#### [EXERCISE DESCRIPTION]
In two sentences, summarize the overview of how GCC is structured.

#### [SOURCE DOCUMENT]
- - - -

A view of GCC from 10k feet

The architecture of GCC and it’s build process merits a post of it’s own, this is a very simplified overview of the process. Roughly GCC is divided into three high level components — The front end, the so called “middle end” and the back-end.

https://en.wikibooks.org/wiki/GNU_C_Compiler_Internals/GNU_C_Compiler_Architecture

The front-end deals with language issues, like lexical analysis and parsing, and ends up constructing a common abstract syntax tree, which is called “GENERIC” in GCC’s parlance. GENERIC is a tree-based high-level intermediate representation that is common to all the GCC front-ends.

The GENERIC IR is then lowered down to another lower-level IR called GIMPLE, which is GCC’s version of three-address code. A statement in three-address code can atmost have three operands. This makes it similar to structure of assembly while remaining target agnostic, which makes it suitable for machine independent optimizations. To illustrate the point, consider the following C expression:

x = (a * b) + (c * d) - e;

In a three-address code format, it would look as:

_1 = a * b
_2 = c * d
_3 = _1 + _2
_4 = _3 - e
x = _4

Where the variables _1, _2, _3, _4 are compiler-generated temporaries.

The next step in the compiler is to build a control-flow graph (CFG for short) of the function. A node in the CFG, represents a basic-block (a sequence of straight-line GIMPLE statements), and control flow is represented as edges between the basic-blocks. The compiler automatically adds dummy entry and exit blocks for purpose of data-flow analysis.

The representation is then lowered to SSA form, which is the choice of IR for modern compiler optimizations. The notable distinction of SSA form compared to traditional three-address-code format is that an assignment of a variable is only allowed once. This simplifies implementation of several optimizations by making use-def chains explicit in the IR and also a singleton (since there’s only one def). For more details on SSA, check these CMU slides.

The compiler then does most of the machine independent optimizations on this SSA form, and then lowers it to the third and final intermediate representation in GCC called “register transfer language” or RTL for short. RTL is a low-level IR used for target-dependent optimizations and code-generation.

- - - -

#### [STORED DATA]
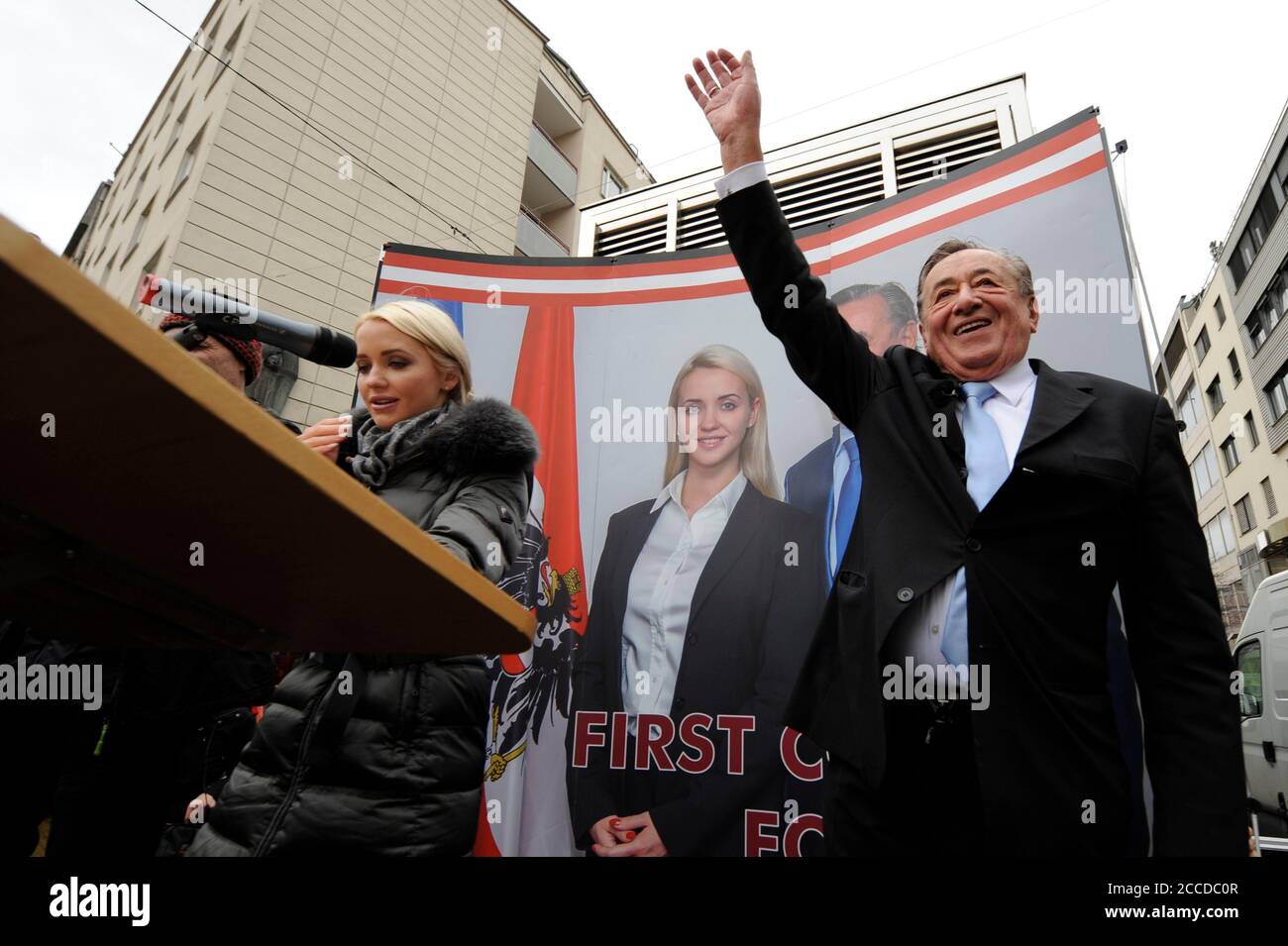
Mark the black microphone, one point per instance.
(223, 315)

- - - -

#### [RESULT]
GCC is roughly divided into a front end, a middle end and a back end, and the front end handles language issues such as lexical analysis and parsing before building a common tree representation called GENERIC. GENERIC is then lowered to GIMPLE three-address code, organized into a control-flow graph of basic blocks, and lowered to SSA form for most machine-independent optimizations, then finally to RTL for target-dependent optimizations and code generation.